((

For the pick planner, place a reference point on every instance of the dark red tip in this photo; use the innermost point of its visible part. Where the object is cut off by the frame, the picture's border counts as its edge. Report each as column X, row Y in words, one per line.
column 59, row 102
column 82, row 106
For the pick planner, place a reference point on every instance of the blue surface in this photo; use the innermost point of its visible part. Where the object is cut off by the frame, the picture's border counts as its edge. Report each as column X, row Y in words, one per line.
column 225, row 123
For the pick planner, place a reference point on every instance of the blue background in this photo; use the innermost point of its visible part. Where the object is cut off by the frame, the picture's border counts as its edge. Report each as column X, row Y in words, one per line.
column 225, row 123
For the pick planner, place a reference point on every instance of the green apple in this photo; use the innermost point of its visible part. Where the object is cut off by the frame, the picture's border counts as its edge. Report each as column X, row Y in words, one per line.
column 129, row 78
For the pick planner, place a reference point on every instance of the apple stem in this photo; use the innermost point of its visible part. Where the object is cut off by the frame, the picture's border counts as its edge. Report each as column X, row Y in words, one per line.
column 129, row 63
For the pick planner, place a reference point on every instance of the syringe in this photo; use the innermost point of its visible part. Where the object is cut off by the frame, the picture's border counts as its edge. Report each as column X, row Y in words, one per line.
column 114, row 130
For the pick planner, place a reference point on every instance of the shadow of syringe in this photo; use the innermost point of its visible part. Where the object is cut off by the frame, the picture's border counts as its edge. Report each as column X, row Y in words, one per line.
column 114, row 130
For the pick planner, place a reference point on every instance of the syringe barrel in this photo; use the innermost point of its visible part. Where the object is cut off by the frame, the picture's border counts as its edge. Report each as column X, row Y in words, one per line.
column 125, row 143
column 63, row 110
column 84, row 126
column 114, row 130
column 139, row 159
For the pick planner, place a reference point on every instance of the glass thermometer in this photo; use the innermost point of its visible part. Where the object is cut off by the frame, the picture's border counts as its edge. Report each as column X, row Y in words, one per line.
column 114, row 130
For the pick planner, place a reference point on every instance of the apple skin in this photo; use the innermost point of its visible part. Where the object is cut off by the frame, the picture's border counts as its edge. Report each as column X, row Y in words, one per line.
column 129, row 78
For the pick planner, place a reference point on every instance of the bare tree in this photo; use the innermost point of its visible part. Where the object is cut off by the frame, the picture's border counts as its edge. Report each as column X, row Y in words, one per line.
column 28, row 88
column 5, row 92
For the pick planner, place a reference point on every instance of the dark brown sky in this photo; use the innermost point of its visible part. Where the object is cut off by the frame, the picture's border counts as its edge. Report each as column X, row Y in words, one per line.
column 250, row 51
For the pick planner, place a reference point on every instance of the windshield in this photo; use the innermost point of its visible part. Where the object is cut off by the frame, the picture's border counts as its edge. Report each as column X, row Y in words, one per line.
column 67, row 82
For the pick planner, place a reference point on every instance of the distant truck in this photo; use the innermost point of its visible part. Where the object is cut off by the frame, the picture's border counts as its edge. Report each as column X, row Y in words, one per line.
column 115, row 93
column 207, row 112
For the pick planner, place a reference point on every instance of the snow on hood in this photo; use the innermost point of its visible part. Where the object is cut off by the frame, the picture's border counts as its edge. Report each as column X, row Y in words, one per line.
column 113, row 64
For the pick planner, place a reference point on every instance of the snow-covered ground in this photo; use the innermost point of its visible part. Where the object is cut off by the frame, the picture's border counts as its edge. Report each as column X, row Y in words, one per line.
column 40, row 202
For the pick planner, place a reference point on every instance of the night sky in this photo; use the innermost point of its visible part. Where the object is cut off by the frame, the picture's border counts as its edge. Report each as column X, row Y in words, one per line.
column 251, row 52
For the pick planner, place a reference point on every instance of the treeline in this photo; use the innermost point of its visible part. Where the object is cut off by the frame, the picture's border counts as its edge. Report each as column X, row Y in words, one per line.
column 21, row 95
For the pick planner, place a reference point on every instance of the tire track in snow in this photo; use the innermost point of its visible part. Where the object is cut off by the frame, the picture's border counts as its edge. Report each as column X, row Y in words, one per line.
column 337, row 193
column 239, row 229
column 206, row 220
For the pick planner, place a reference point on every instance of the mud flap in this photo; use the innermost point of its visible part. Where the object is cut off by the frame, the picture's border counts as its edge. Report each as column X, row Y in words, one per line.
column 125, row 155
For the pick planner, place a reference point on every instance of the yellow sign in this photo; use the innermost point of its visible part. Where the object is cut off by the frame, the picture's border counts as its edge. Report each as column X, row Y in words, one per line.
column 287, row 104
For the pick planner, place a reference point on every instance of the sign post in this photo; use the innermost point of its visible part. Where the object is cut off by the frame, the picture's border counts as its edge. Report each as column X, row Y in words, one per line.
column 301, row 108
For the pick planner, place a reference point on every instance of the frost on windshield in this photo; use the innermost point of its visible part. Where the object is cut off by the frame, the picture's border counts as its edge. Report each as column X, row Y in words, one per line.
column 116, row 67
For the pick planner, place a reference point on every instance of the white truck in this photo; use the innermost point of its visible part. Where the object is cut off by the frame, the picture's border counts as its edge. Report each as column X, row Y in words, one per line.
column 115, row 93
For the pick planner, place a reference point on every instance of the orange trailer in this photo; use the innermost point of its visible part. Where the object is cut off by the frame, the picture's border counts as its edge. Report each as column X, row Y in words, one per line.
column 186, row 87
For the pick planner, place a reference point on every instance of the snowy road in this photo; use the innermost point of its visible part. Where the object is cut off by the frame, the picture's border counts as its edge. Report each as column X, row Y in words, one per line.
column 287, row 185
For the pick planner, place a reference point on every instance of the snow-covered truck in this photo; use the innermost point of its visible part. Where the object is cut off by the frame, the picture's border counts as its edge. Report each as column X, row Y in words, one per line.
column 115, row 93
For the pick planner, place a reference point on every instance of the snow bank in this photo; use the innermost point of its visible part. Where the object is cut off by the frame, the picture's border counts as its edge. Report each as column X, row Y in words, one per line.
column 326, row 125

))

**Stated task**.
Copy out all of the lines above, putting "marker" wherever "reference point" appears and leaving everything else unchanged.

**Problem solution**.
For the pick planner, place a marker on every instance of the dark red tip in this photo; use the innermost point of its visible part. Where the object is cut off by the frame, the picture's border counts as its edge. Report each as column X, row Y in words, one per line.
column 59, row 102
column 82, row 106
For the pick planner, place a marker on every instance of the blue surface in this photo; use the innermost point of its visible part. Where the object is cut off by the frame, the picture's border counts as its edge. Report each as column X, row Y in words, one per line.
column 225, row 123
For the pick planner, place a marker on every instance of the blue background in this photo; use the innermost point of its visible part. Where the object is cut off by the frame, the picture's border counts as its edge. Report each as column X, row Y in words, one per line.
column 225, row 123
For the pick planner, place a marker on every instance of the green apple in this photo; use the innermost point of its visible part. Where the object is cut off by the frame, the picture's border counts as its edge. Report each as column X, row Y in words, one per line.
column 129, row 78
For the pick planner, place a marker on every instance of the apple stem in this photo; use the innermost point of its visible part. Where the object is cut off by the frame, the picture's border counts as its edge. Report each as column X, row Y in words, one per line.
column 129, row 63
For the pick planner, place a marker on every instance of the syringe in this photo; use the innermost point of its visible part. Where the object is cut off by the frame, the picture's border counts as its edge. Report each as column X, row Y in words, one per line.
column 114, row 130
For the pick planner, place a marker on every instance of the shadow of syringe in this photo; use the innermost point of its visible part. Where the object is cut off by the frame, the picture's border counts as its edge. Report each as column X, row Y in words, one per line.
column 114, row 130
For the pick planner, place a marker on every instance of the syringe barrel in this photo; use the innermost point of its visible part. Where the object is cut off by the frame, the picture's border counts as its edge. Report each as column X, row Y in words, one per line.
column 125, row 143
column 63, row 110
column 84, row 126
column 114, row 130
column 139, row 159
For the pick planner, place a marker on every instance of the glass thermometer in this photo; use the innermost point of its visible part. Where the object is cut off by the frame, the picture's border counts as its edge. Report each as column X, row Y in words, one per line.
column 114, row 130
For the pick planner, place a marker on every instance of the apple skin in this photo; use the innermost point of its visible part. Where the object is cut off by the frame, the picture's border counts as its edge. Report each as column X, row Y in words, one per line.
column 129, row 78
For the pick planner, place a marker on every instance of the bare tree in this photo; use the innermost point of its visible part. Where the object is cut off by the frame, the picture's border counts as its edge. Report each as column X, row Y in words, one per line.
column 28, row 88
column 5, row 92
For the pick planner, place a marker on every instance of the dark brown sky in this photo; use the innermost point of its visible part. Where the object is cut off by the frame, the picture's border counts as its edge. Report each as column X, row Y in words, one per line.
column 250, row 51
For the pick planner, place a marker on every instance of the windshield in this photo; use the innermost point of its visible part. Where the object is cut off by the frame, the picture's border counts as its edge. Report each as column X, row Y in words, one per line.
column 67, row 82
For the pick planner, place a marker on every instance of the distant truck in this photo; use the innermost point of its visible part. Where the object is cut off by the frame, the picture's border counts as its edge. Report each as column X, row Y in words, one per line.
column 115, row 93
column 207, row 112
For the pick planner, place a marker on every instance of the snow on hood in this photo; use the innermost point of its visible part. Where the object is cut off by the frame, the picture's border counts as its edge. Report each as column X, row Y in words, one per line.
column 113, row 64
For the pick planner, place a marker on every instance of the snow-covered ground in this photo; use the innermost point of its visible part. Where the object is cut off by the frame, the picture's border counts as its edge. Report each as column X, row Y in words, one per line.
column 40, row 202
For the pick planner, place a marker on every instance of the night sky in this photo; use the innermost point of its visible part. Where the object is cut off by the frame, the picture's border counts as its edge. Report each as column X, row Y in words, one per line.
column 251, row 52
For the pick planner, place a marker on every instance of the treeline in this photo; use the innermost point of its visible part. Where the object is cut off by the frame, the picture's border counts as its edge. Report each as column X, row Y in words, one per line.
column 21, row 95
For the pick planner, place a marker on every instance of the tire track in snow in this photo; use the innermost point of its visible part. Where the object is cut off by the frame, the picture's border counts as its edge. Report each as column X, row Y in words, one per line.
column 337, row 193
column 239, row 229
column 206, row 220
For the pick planner, place a marker on every instance of the mud flap in this photo; use the innermost point of its visible part. Where the object is cut off by the frame, the picture's border counts as its edge. Report each as column X, row Y in words, one per line.
column 125, row 155
For the pick planner, place a marker on every instance of the yellow sign in this photo; use the innermost point of its visible part. Where the object is cut off by the frame, the picture's border counts as its edge. Report each as column X, row Y in words, one per line.
column 287, row 104
For the pick planner, place a marker on every instance of the sign post in this photo; use the innermost point of its visible part. Where the object is cut off by the frame, the picture's border counts as its edge. Report each as column X, row Y in words, one per line.
column 301, row 108
For the pick planner, place a marker on every instance of the frost on windshield in this photo; use the innermost point of its visible part. Where the object is cut off by the frame, the picture's border counts as its edge. Report each as column X, row Y in words, one per line.
column 116, row 67
For the pick planner, place a marker on every instance of the white truck in this photo; use the innermost point of its visible part. Where the object is cut off by the frame, the picture's border counts as its edge. Report each as column X, row Y in words, one per line.
column 115, row 93
For the pick planner, place a marker on every instance of the orange trailer in this photo; use the innermost point of its visible part. Where the object is cut off by the frame, the picture's border counts as its edge. Report each as column X, row Y in words, one per line.
column 186, row 87
For the pick planner, place a marker on every instance of the snowy road in this photo; use the innermost point of its visible part. Where the object is cut off by the frame, the picture's border counts as its edge. Report each as column X, row Y in words, one per line.
column 287, row 185
For the pick planner, place a marker on every instance of the snow-covered truck in this photo; use the innermost point of its visible part. Where the object is cut off by the frame, the picture's border counts as its edge. Report each as column X, row Y in words, one per line.
column 115, row 93
For the pick planner, place a marker on every instance of the snow bank in this photo; use the innermost point of its visible part. Where the object is cut off by the frame, the picture's border counts as its edge. Report each as column X, row Y in words, one per line.
column 326, row 125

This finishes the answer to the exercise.